━━━━━ DATA LISTING
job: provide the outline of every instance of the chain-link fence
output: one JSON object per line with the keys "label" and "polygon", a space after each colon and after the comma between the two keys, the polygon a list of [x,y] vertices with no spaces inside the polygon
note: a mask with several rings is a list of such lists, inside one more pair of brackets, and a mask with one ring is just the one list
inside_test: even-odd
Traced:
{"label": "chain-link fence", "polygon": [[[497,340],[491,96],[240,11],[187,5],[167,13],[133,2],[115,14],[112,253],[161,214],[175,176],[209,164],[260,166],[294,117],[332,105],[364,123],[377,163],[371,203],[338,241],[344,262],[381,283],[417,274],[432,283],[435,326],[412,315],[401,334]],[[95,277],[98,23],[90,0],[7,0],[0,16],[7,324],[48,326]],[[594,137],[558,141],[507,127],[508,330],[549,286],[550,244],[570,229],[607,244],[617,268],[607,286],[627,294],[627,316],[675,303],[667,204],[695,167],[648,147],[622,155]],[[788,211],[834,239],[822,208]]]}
━━━━━━━━━━
> [PROBLEM REQUIREMENTS] Turn every line of the listing into a JSON list of strings, with one string per line and blank lines left out.

> [REPLY]
[
  "job: provide the outline of every instance of the chain-link fence",
  "output: one JSON object per line with the keys \"label\" and \"polygon\", a space after each colon and after the comma between the two keys, the polygon a list of [x,y] vertices with no spaces inside the polygon",
  "note: a mask with several rings is a list of such lists, inside one more pair of brackets, and a mask with one ring is just the one list",
  "inside_test: even-odd",
  "Traced:",
  "{\"label\": \"chain-link fence\", \"polygon\": [[[497,340],[491,96],[240,11],[187,5],[167,13],[133,2],[115,14],[112,253],[161,214],[175,176],[209,164],[260,166],[294,117],[332,105],[364,123],[377,163],[371,203],[338,241],[344,262],[381,283],[417,274],[432,283],[435,326],[412,315],[401,334]],[[95,277],[98,23],[90,0],[7,0],[0,16],[7,324],[48,326]],[[594,137],[558,141],[507,127],[508,330],[549,286],[550,244],[570,229],[607,244],[617,268],[607,286],[627,294],[627,316],[675,303],[667,204],[695,167],[648,147],[622,155]],[[788,211],[834,239],[822,208]]]}"
]